(WRITTEN EXERCISE)
Drop the pictures, then extract the listing word for word.

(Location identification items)
+ + + + +

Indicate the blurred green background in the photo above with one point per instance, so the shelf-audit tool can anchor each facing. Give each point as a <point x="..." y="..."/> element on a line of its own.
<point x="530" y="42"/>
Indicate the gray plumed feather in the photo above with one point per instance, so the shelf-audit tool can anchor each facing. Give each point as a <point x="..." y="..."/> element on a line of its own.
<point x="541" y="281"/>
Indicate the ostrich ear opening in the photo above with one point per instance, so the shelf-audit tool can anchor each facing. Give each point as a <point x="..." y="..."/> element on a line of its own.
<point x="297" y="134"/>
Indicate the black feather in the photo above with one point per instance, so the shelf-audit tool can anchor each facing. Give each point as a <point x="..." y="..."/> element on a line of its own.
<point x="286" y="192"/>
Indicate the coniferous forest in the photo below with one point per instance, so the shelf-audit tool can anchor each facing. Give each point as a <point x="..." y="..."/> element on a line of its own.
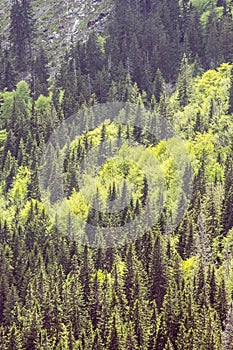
<point x="167" y="285"/>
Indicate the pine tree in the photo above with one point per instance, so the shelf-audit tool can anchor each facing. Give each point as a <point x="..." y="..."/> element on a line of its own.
<point x="230" y="108"/>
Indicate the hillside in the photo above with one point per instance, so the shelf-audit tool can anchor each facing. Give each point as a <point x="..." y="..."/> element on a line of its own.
<point x="116" y="162"/>
<point x="58" y="23"/>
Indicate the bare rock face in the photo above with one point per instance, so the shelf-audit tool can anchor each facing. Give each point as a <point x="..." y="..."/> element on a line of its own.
<point x="58" y="23"/>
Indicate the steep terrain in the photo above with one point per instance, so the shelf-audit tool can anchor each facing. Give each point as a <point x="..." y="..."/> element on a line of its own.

+ + + + +

(TASK RESPONSE)
Indicate the blurred green background in the photo above with one point per instance, so the shelf-audit tool can anchor each facing. Give each point as a <point x="..." y="..."/> element on a line of its own.
<point x="530" y="42"/>
Indicate the gray plumed feather in the photo above with one point per instance, so the shelf-audit tool can anchor each facing. Give each point as a <point x="..." y="..."/> element on a line of its own.
<point x="541" y="281"/>
Indicate the ostrich ear opening in the photo above with one point per instance, so the shelf-audit tool can anchor each facing. Give each point as a <point x="..." y="..."/> element on a line of its own.
<point x="297" y="134"/>
Indicate the black feather in the photo above with one point per instance, so the shelf-audit tool can anchor each facing. Give each point as a <point x="..." y="..."/> element on a line of its own.
<point x="286" y="192"/>
Indicate the coniferous forest in the photo below with one point per instance, so the shelf-audit tool can anchor each facing. Give each point as a <point x="..." y="..."/> element on a line of its own.
<point x="167" y="285"/>
Indicate the pine tree in the photo above with one point per instance, so the shelf-audit tool can anchor each facing. Give each point as a <point x="..." y="..."/> element on a line of its own.
<point x="230" y="108"/>
Indicate the hillside in the photo above with one point per instance, so the shelf-audit tool can anchor each facing. Give each point as a <point x="..." y="..."/> element on a line of its own.
<point x="116" y="162"/>
<point x="58" y="23"/>
Indicate the bare rock face in the photo above with one point per instance, so the shelf-audit tool can anchor each facing. Give each point as a <point x="..." y="..."/> element on a line of its own.
<point x="58" y="23"/>
Indicate the steep terrain in the photo above with one point per instance, so the shelf-audit tool can anchor each facing. Give each point as a <point x="..." y="..."/> element on a line of its own.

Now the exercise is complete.